Work task A
In the distributional similarity section, why can "Mercury" and "Jupiter" be judged highly similar in the two sample sentences? Answer in one to three sentences.
Work task B
Reproduce the distributional similarity section word for word, starting with "A basic assumption" and going on through "using Martin’s telescope.".
Work task C
According to the distributional similarity section, what did Liebeskind et al. (2018) build with a vector of context words?

Text block
2.2. Context-Based Distributional Similarity

A basic assumption of distributional similarity is that two words are semantically similar if they share common context words. For example, consider the two following sentences:

(A) Last night, I observed Mercury with my telescope.

(B) During the night, we observed Jupiter by using Martin’s telescope.

It is possible to detect a high similarity between “Mercury” and “Jupiter” by focusing on the common context words of “night, ” “observed, ” and “telescope.”

Indeed, Chen, Fankhauser, Thiel, and Kamps (2005) measured word similarity by counting context words to automatically construct a thesaurus, while Terra and Clarke (2003) examined word similarity as computed through a co- occurrence-based method involving each target word and a common context word. These studies are an example of measuring word similarity based on simply counting context words. Meanwhile, Lin, Sun, Wu, and Xiong (2016) attempted to represent a word vector from a set of its context words, which was then applied to a clustering of tweets. Likewise, Liebeskind et al. (2018) used a vector of context words to automatically construct a Hebrew thesaurus in which cosine and Dice coefficients were employed. The context word vector is useful for computing a word similarity as discussed later. Finally, Pekar and Staab (2003) measured the distance between two nouns based on their collocation with verbs (a similar idea).

A word similarity measure based on context words can easily be estimated as a cosine coefficient between row or column vectors in a word-by-word matrix, as follows:

\(\mathbf{M}=\left[n_{j k}\right], j, k=1, \ldots, M,\)

Records supplied
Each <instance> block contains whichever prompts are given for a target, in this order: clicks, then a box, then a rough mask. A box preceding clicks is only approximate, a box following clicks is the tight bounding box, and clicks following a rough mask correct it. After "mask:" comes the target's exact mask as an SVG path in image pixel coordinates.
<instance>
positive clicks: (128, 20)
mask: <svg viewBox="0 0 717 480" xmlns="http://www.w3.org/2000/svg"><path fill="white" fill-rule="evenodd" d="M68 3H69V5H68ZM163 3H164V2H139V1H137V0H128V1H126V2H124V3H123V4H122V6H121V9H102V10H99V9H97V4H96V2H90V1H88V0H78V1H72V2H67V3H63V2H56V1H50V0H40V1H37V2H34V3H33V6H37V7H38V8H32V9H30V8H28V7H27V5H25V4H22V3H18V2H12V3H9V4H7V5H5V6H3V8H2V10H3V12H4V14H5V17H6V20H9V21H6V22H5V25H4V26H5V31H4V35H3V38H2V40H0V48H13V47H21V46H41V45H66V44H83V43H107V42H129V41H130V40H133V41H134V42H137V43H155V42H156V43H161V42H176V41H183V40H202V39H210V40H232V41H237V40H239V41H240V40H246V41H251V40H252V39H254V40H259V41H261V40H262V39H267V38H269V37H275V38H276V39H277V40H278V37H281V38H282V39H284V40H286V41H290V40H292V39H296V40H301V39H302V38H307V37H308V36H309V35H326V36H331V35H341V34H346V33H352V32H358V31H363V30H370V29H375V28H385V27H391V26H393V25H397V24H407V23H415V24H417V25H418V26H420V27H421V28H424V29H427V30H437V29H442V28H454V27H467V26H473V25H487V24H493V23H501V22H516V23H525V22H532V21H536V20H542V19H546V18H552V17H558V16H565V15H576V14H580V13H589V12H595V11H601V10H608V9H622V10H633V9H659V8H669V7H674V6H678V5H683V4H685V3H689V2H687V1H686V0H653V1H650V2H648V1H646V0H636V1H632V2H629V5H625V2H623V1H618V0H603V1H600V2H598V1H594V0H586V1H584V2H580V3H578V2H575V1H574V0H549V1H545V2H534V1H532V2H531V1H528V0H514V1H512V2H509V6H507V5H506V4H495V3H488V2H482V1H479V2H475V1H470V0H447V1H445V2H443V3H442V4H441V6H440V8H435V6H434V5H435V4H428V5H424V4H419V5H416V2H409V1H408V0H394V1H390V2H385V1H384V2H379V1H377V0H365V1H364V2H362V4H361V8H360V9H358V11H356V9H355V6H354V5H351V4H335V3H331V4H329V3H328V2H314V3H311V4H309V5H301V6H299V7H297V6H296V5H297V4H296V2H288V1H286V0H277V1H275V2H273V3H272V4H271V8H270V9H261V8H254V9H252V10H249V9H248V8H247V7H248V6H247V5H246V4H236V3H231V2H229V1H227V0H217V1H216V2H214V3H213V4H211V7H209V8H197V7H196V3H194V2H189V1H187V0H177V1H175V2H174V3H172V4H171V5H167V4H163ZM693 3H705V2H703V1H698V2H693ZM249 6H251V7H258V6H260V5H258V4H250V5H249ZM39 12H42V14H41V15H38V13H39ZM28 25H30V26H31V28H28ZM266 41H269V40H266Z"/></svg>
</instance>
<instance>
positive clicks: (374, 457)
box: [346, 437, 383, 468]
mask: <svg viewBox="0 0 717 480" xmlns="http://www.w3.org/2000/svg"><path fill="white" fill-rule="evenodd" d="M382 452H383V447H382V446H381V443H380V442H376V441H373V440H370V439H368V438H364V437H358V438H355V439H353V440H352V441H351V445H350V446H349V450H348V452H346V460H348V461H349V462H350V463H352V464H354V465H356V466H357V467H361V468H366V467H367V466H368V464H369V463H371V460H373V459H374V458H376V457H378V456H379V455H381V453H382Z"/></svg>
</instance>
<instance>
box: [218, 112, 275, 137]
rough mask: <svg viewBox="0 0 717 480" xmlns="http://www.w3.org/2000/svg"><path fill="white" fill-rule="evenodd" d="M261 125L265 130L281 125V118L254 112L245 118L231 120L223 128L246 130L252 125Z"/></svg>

Answer section A
Distributional similarity assumes that two words are semantically similar if they share common context words. Sentences (A) and (B) share the context words "night," "observed," and "telescope," so a high similarity between "Mercury" and "Jupiter" can be detected by focusing on them.

Answer section B
A basic assumption of distributional similarity is that two words are semantically similar if they share common context words. For example, consider the two following sentences:

(A) Last night, I observed Mercury with my telescope.

(B) During the night, we observed Jupiter by using Martin’s telescope.

Answer section C
An automatically constructed Hebrew thesaurus that used cosine and Dice coefficients.